23 Ocak 2020

Havada asılı kalmış ilişkiler

Bazı ilişkiler bitemez, havada asılı kalır. Layıkıyla yaşanamadığı için bitemez. Yersiz ve kötü bir zamanda pause tuşuna basılmış gibidir

Bekle dedi gitti, ben beklemedim, o da gelmedi. 

Ölüm gibi bir şey oldu, ama kimse ölmedi. 

Sinema salonu

Kalabalığın içinde göz göze gelirler. Ve sahne birden durur, ekran yavaş yavaş kararmaya başlar. Seyirci filmin bittiğini düşünmez, düşünmek istemez çünkü insanın en büyük bilişsel ihtiyaçlarındandır: anlamak ve anlamlandırmak

Peki şimdi ne oldu? Film bitti mi? İlişki bitti mi? Konu gelecek sahnede sahnede bir yere varacak herhalde. Bu karanlık ne? Neden müzik girdi? Yo, yoo bitiyor olamaz, böyle bitiyor olamaz. Bitmesin…

Yönetmen, senarist ya da herhangi biri, bize bir şey söylesin! İkinci bir şans daha versin, bir suç mu işledik de pat diye bitti bu film? Vallahi uslu uslu izleriz, bir saat reklam da girse, hiç sesimizi çıkarmayız. Bu yazılar neden akmaya başladı? Olamaz, bitiyor gerçekten galiba… Böyle mi kalacak final? E peki ayrıldılar mı şimdi yoksa ertesi güne mi açılacak sahne, ya da 3 yıl sonraya filan? 

Hay Allah oyuncu isimleri de göründü, artık geri dönüş yok. Ama Aim çok derinden ve kalbî duygularla sevmişti Jade’i. Jade de onunla nefes alıyordu hani? ne oldu şimdi? Seve seve ayrıldılar mı yani? Birazdan birbirlerine doğru yürüyüp sarılacaklar ve her şeyi geride mi bırakacaklar? Yoksa arkadaş mı olacaklar? Ya yapmayın bunu bize, hey yönetmen, ayıp ya hu! 

Aklıma ne geldi dur dur, bazen isimlerden sonra son bir sahne çıkıyor, öyle planlamış olabilir yönetmen. Öyledir canım, böyle bitmez zaten. "Durun çıkmayın sayın seyirciler!" diye seslenesim geliyor ayaklanan seyircilere. Niye çıkıyorlar? Nasıl da böylece razı oldular bu bilinmez finale? Ne kadar kolay ayrılıyor herkes sahneden? Olanları kabul ettiniz mi, ya da anladınız mı hemencecik sonunu? Yoksa bu belirsizliği umursamıyor musunuz? Ben ne yapayım peki? Kalayım mı gideyim mi?

#### [Liste]
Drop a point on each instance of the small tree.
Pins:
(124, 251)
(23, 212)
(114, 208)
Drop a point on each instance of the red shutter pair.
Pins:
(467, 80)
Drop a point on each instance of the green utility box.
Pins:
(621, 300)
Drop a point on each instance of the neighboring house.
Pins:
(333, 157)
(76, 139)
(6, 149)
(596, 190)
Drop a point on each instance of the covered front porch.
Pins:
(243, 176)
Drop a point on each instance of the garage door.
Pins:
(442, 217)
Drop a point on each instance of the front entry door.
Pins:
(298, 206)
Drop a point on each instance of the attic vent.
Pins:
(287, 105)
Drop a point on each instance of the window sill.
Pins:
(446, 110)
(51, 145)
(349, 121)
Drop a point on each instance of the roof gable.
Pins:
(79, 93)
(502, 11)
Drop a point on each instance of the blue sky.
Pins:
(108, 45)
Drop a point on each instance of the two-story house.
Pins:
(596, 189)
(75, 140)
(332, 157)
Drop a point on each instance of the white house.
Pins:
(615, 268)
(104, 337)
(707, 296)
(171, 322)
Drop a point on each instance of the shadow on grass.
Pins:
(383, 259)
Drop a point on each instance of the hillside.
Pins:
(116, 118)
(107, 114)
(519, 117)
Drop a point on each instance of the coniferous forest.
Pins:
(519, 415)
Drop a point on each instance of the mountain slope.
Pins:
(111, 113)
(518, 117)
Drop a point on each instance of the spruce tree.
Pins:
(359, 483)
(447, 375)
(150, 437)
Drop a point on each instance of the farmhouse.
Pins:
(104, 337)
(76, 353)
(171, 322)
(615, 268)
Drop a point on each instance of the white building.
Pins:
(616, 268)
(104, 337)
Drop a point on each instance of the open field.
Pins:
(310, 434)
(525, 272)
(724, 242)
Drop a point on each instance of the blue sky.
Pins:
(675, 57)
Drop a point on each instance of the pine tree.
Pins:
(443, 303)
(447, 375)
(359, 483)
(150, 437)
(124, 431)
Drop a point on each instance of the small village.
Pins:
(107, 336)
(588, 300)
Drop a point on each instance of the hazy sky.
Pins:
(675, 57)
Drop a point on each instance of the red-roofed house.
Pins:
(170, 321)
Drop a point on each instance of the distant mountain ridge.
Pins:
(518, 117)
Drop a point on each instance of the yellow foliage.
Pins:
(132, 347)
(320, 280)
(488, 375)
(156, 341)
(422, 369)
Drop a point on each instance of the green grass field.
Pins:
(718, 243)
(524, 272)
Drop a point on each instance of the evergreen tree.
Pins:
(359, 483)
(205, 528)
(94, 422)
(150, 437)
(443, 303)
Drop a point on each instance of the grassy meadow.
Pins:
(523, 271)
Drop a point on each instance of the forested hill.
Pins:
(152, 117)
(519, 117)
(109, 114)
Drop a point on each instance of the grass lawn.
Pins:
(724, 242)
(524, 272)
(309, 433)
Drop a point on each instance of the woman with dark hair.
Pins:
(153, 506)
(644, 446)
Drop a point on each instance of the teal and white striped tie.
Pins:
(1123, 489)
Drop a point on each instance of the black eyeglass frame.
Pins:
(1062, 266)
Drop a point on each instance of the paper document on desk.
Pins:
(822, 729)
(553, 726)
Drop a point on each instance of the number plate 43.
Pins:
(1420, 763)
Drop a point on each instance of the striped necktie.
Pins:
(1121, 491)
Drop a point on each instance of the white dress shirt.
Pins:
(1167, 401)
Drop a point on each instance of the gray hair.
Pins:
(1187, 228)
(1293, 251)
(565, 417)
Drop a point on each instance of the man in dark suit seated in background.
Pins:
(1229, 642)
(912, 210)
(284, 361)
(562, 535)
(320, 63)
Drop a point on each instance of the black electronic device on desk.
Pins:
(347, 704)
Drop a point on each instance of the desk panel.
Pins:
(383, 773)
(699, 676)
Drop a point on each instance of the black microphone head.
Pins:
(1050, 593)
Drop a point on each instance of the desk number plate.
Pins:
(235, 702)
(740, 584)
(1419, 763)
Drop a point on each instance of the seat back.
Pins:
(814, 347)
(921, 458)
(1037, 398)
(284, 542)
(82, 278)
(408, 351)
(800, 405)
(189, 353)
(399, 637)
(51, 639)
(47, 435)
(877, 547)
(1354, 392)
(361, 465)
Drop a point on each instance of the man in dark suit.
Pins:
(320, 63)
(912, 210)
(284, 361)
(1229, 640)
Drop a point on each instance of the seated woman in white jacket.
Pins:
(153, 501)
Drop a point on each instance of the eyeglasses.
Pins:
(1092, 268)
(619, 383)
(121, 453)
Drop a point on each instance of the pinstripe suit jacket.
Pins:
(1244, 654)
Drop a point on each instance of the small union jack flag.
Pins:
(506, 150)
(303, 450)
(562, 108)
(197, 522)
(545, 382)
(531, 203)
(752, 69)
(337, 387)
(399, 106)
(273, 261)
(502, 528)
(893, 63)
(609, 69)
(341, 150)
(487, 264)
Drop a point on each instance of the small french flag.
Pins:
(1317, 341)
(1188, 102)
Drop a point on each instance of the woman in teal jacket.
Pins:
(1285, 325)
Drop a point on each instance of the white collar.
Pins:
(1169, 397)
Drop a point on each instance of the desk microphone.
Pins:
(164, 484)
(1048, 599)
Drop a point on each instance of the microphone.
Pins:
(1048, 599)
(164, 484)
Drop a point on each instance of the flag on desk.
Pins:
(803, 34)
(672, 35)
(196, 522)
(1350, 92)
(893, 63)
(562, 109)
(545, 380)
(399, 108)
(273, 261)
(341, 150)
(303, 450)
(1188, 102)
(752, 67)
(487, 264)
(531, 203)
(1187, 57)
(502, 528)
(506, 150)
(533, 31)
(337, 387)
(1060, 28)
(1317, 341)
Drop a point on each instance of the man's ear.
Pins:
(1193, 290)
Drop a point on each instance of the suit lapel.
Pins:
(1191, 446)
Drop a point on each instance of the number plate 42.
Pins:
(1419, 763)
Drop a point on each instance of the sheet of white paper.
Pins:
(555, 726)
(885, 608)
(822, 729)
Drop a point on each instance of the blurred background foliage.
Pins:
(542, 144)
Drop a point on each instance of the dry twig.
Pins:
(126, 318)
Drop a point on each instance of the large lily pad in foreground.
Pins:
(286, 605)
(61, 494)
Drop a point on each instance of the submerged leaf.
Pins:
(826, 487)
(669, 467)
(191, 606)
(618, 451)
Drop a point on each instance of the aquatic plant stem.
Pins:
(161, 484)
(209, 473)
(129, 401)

#### [Yapılacak görevler]
A. Kaynak metinde "Peki şimdi ne oldu?" ile başlayan paragraftaki soru cümlelerinin tamamını metindeki sırayla yazın.
B. Kaynak metinde "Yönetmen, senarist ya" sözlerinden "ayıp ya hu!" sözlerine kadar uzanan bölümü değiştirmeden alıntılayın.

#### [Nihai sonuçlar]
A.
Peki şimdi ne oldu?
Film bitti mi?
İlişki bitti mi?
Bu karanlık ne?
Neden müzik girdi?

B.
Yönetmen, senarist ya da herhangi biri, bize bir şey söylesin! İkinci bir şans daha versin, bir suç mu işledik de pat diye bitti bu film? Vallahi uslu uslu izleriz, bir saat reklam da girse, hiç sesimizi çıkarmayız. Bu yazılar neden akmaya başladı? Olamaz, bitiyor gerçekten galiba… Böyle mi kalacak final? E peki ayrıldılar mı şimdi yoksa ertesi güne mi açılacak sahne, ya da 3 yıl sonraya filan? 

Hay Allah oyuncu isimleri de göründü, artık geri dönüş yok. Ama Aim çok derinden ve kalbî duygularla sevmişti Jade’i. Jade de onunla nefes alıyordu hani? ne oldu şimdi? Seve seve ayrıldılar mı yani? Birazdan birbirlerine doğru yürüyüp sarılacaklar ve her şeyi geride mi bırakacaklar? Yoksa arkadaş mı olacaklar? Ya yapmayın bunu bize, hey yönetmen, ayıp ya hu!